**PROBLEM REQUIREMENTS**
Please rewrite every item below, swapping each "even-odd" for "nonzero" and leaving everything else unchanged.

**GIVEN INFORMATION**

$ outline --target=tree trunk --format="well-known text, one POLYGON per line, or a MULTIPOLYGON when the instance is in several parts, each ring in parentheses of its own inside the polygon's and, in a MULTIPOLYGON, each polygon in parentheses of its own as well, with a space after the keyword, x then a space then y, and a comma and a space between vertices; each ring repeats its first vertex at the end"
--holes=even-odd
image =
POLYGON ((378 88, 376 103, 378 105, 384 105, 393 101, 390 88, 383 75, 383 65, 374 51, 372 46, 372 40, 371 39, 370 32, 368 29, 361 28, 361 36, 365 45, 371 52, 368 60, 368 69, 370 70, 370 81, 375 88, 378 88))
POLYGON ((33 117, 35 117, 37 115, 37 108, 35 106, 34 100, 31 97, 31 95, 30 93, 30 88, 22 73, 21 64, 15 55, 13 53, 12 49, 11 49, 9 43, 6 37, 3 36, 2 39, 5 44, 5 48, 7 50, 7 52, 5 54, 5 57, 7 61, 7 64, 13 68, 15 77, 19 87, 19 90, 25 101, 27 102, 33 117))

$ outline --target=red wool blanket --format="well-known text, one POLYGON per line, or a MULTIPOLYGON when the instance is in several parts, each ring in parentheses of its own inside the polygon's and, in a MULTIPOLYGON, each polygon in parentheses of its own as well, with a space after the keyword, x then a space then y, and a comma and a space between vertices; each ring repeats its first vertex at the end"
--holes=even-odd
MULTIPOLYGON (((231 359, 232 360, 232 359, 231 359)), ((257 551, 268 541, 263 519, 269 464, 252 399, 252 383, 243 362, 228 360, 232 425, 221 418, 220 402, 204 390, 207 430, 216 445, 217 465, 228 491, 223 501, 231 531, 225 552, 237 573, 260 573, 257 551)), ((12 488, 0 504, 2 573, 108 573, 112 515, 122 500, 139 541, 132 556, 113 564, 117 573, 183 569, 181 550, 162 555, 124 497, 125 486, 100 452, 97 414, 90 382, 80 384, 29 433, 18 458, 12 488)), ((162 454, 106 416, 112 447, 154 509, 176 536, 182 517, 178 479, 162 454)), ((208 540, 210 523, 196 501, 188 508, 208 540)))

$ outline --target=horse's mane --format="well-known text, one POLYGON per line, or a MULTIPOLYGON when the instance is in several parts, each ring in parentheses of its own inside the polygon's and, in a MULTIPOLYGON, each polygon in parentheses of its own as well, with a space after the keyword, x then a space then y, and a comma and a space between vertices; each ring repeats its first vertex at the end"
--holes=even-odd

**PROBLEM SOLUTION**
$ outline --target=tree trunk --format="well-known text, one POLYGON per line, or a MULTIPOLYGON when the instance is in several parts, each ring in parentheses of its own inside the polygon's and, in a MULTIPOLYGON, each polygon in parentheses of its own as well, with a space after the keyword, x then a space then y, and a comma and a space between vertices; each ring repeats its first vertex at the end"
--holes=nonzero
image =
POLYGON ((378 88, 376 103, 378 105, 384 105, 393 101, 390 88, 383 75, 383 65, 374 51, 372 46, 372 40, 371 39, 370 32, 368 29, 361 28, 361 36, 365 45, 371 52, 368 60, 368 69, 370 70, 370 81, 375 88, 378 88))
POLYGON ((33 117, 35 117, 37 115, 37 108, 35 106, 34 100, 31 97, 31 95, 30 93, 30 88, 22 73, 21 64, 15 55, 13 53, 12 49, 11 49, 9 43, 6 37, 3 36, 2 39, 5 44, 5 48, 7 50, 7 52, 5 54, 5 57, 7 61, 7 64, 13 68, 15 77, 19 87, 19 90, 25 101, 27 102, 33 117))

$ outline --target=red wool blanket --format="well-known text, one POLYGON per line, or a MULTIPOLYGON when the instance is in several parts, each ring in parentheses of its own inside the polygon's and, in a MULTIPOLYGON, each polygon in parentheses of its own as well, with a space after the keyword, x then a space then y, and a comma and a space between vertices; each ring repeats its first vertex at the end"
--holes=nonzero
MULTIPOLYGON (((231 359, 232 360, 232 359, 231 359)), ((257 551, 268 541, 263 519, 269 464, 252 399, 252 383, 243 362, 228 360, 232 425, 221 418, 220 402, 204 390, 207 430, 216 445, 217 465, 228 491, 223 501, 231 531, 225 552, 237 573, 260 573, 257 551)), ((12 488, 0 504, 2 573, 108 573, 112 515, 122 500, 139 541, 132 556, 113 564, 117 573, 183 569, 181 550, 162 555, 124 497, 125 486, 100 452, 97 414, 90 382, 80 384, 29 433, 18 458, 12 488)), ((162 454, 106 416, 112 447, 154 509, 176 536, 182 517, 178 479, 162 454)), ((208 540, 210 523, 196 501, 188 508, 208 540)))

$ outline --target=horse's mane --format="well-known text, one POLYGON per line, or a MULTIPOLYGON when the instance is in several parts, each ring in parentheses of its own inside the polygon's and, in a MULTIPOLYGON, each polygon in parentheses of its own as well, with a space after the keyword, x then a space then y, and a comma and a space between vertices; each ring repeats its first vertex at the end"
--holes=nonzero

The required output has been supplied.